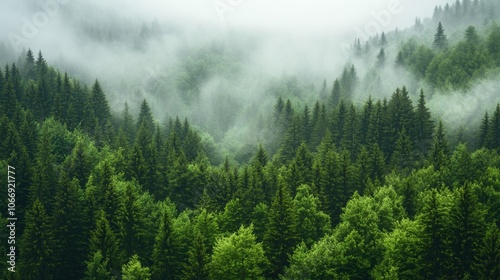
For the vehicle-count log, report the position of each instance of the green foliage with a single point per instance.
(133, 270)
(281, 235)
(238, 256)
(37, 248)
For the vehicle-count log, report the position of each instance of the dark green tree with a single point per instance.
(37, 245)
(166, 263)
(440, 40)
(281, 235)
(103, 239)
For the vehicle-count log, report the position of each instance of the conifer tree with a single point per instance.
(99, 104)
(131, 223)
(133, 270)
(146, 117)
(424, 127)
(281, 235)
(402, 157)
(166, 264)
(196, 267)
(37, 245)
(98, 268)
(468, 228)
(434, 239)
(486, 134)
(69, 226)
(103, 239)
(438, 156)
(487, 264)
(440, 40)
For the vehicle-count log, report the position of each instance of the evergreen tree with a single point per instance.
(486, 134)
(37, 245)
(146, 117)
(103, 239)
(468, 227)
(165, 252)
(488, 259)
(98, 268)
(196, 267)
(440, 40)
(402, 158)
(69, 226)
(99, 104)
(381, 57)
(312, 222)
(238, 256)
(281, 235)
(424, 127)
(133, 270)
(439, 153)
(434, 239)
(45, 176)
(131, 223)
(336, 94)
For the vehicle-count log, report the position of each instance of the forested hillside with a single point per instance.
(348, 180)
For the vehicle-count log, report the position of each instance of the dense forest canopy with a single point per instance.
(350, 179)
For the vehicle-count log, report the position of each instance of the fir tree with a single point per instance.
(440, 40)
(165, 259)
(281, 235)
(37, 241)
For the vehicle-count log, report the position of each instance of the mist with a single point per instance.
(143, 50)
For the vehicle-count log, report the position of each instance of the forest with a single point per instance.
(348, 181)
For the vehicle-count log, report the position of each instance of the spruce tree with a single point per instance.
(103, 239)
(70, 228)
(438, 156)
(281, 235)
(487, 264)
(166, 264)
(99, 104)
(37, 245)
(468, 228)
(424, 127)
(440, 40)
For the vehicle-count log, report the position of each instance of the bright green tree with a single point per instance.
(37, 245)
(238, 256)
(281, 235)
(133, 270)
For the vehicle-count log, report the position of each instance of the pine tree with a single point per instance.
(424, 127)
(434, 239)
(165, 259)
(383, 40)
(99, 104)
(439, 153)
(131, 223)
(45, 176)
(281, 235)
(381, 57)
(486, 134)
(133, 270)
(69, 226)
(98, 268)
(468, 227)
(196, 267)
(495, 127)
(402, 158)
(336, 94)
(146, 117)
(440, 40)
(103, 239)
(37, 245)
(488, 261)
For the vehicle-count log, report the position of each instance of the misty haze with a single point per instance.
(238, 139)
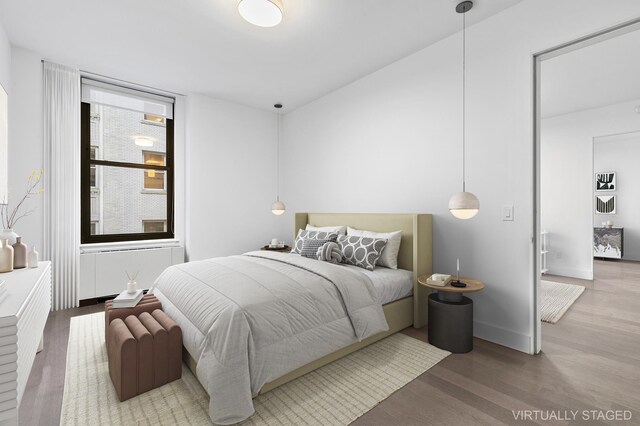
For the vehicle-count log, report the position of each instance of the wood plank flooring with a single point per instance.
(590, 360)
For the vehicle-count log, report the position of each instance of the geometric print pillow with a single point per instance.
(312, 235)
(310, 248)
(361, 251)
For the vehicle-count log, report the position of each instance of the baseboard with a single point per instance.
(572, 273)
(504, 337)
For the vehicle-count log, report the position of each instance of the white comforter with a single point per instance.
(250, 319)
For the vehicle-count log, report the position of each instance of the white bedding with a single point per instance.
(390, 284)
(250, 319)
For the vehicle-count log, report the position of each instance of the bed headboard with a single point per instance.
(415, 249)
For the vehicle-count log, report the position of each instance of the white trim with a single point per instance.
(502, 336)
(582, 274)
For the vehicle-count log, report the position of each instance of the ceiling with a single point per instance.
(204, 46)
(598, 75)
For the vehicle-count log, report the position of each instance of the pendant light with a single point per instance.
(278, 206)
(262, 13)
(464, 205)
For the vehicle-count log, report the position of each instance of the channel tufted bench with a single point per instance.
(145, 352)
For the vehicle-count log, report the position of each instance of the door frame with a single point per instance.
(538, 58)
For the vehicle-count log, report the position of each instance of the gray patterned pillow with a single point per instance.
(310, 248)
(312, 235)
(361, 251)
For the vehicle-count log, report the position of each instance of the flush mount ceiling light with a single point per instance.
(143, 141)
(278, 206)
(464, 205)
(263, 13)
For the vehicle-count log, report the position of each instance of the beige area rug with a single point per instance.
(335, 394)
(557, 298)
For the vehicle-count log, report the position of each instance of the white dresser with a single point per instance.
(24, 309)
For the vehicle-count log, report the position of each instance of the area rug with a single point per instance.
(557, 298)
(335, 394)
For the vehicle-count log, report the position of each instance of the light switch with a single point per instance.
(507, 213)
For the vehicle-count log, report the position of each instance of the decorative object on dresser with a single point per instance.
(32, 258)
(464, 205)
(606, 181)
(608, 242)
(451, 315)
(23, 313)
(11, 216)
(6, 256)
(145, 352)
(19, 254)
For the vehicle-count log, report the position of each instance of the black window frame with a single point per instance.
(85, 189)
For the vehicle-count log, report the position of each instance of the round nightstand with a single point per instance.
(285, 249)
(450, 317)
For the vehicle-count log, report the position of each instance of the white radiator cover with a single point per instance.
(103, 273)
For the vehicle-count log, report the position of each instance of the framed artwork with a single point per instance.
(605, 204)
(606, 181)
(4, 146)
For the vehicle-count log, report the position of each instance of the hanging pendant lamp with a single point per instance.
(278, 206)
(464, 205)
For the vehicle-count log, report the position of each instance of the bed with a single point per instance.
(254, 322)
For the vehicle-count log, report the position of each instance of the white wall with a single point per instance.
(620, 154)
(25, 139)
(5, 60)
(232, 179)
(391, 140)
(567, 182)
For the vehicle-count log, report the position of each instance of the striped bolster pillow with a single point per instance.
(330, 252)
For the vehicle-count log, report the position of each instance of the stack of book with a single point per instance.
(127, 300)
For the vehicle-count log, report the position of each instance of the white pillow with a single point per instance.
(341, 230)
(389, 257)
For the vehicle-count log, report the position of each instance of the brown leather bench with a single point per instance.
(145, 352)
(148, 303)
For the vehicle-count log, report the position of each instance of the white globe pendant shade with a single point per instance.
(464, 205)
(263, 13)
(278, 207)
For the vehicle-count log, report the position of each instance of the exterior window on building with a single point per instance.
(149, 226)
(92, 171)
(153, 179)
(153, 119)
(126, 164)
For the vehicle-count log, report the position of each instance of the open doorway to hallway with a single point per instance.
(589, 185)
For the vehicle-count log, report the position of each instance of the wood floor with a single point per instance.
(590, 360)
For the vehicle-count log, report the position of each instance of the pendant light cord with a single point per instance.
(278, 160)
(464, 90)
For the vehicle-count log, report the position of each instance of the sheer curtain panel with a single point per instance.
(62, 181)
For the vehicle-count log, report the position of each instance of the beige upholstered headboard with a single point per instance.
(415, 249)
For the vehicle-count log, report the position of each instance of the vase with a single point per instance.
(19, 254)
(33, 258)
(6, 256)
(8, 234)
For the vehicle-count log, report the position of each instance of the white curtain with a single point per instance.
(62, 181)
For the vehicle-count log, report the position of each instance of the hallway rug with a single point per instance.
(556, 299)
(335, 394)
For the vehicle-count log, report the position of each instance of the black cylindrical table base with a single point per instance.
(451, 324)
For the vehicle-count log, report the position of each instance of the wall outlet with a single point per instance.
(507, 212)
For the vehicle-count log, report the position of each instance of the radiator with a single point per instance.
(104, 273)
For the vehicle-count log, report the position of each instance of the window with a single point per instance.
(149, 226)
(126, 164)
(153, 179)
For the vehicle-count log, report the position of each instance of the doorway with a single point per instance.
(585, 94)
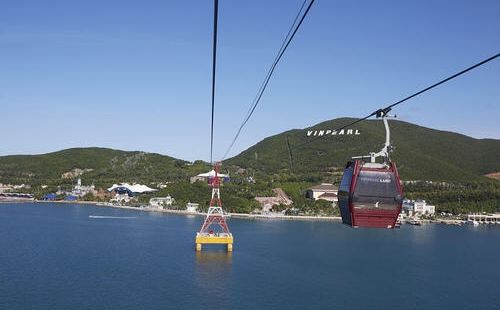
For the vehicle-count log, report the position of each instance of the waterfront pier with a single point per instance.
(484, 218)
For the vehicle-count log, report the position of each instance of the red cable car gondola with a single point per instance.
(370, 193)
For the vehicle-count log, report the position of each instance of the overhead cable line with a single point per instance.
(389, 107)
(214, 58)
(288, 39)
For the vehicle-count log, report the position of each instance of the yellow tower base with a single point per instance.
(221, 238)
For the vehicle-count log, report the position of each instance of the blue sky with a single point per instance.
(136, 75)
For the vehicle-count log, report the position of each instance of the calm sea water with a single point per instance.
(56, 257)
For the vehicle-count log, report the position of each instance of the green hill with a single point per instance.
(101, 166)
(421, 153)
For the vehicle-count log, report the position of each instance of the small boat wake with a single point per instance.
(111, 217)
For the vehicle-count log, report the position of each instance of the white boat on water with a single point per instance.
(473, 222)
(414, 221)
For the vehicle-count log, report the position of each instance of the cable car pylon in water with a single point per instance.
(214, 229)
(370, 193)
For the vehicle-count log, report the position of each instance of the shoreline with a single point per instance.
(235, 215)
(183, 212)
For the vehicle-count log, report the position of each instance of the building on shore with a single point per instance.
(15, 197)
(325, 191)
(161, 202)
(280, 198)
(206, 176)
(78, 191)
(418, 208)
(192, 207)
(125, 192)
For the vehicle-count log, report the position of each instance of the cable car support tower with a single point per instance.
(214, 229)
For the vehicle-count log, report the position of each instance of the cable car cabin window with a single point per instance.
(345, 183)
(376, 190)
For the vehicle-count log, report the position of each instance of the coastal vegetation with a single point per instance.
(446, 169)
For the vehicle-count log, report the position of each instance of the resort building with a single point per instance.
(206, 176)
(161, 202)
(418, 207)
(192, 207)
(125, 192)
(267, 203)
(325, 191)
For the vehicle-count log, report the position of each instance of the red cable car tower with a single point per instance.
(214, 229)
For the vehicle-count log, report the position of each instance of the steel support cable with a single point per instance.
(389, 107)
(214, 58)
(268, 77)
(275, 58)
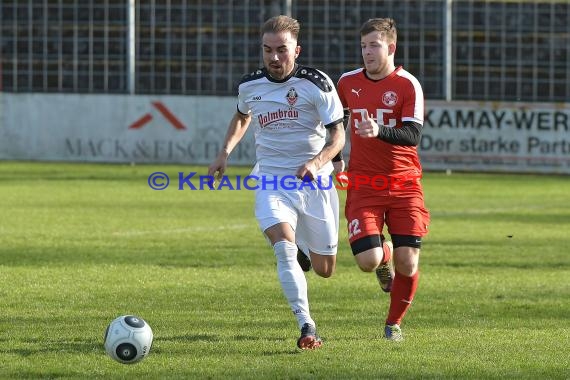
_ _ _ _
Problem statement: Extract every line of the items above that contains the word "dresser".

Written answer:
For the vehicle-count log, report the position of each instance of the white dresser with a single point per instance.
For the vehicle-count log, report the position of each instance of the decorative object on dresser with a single point per instance.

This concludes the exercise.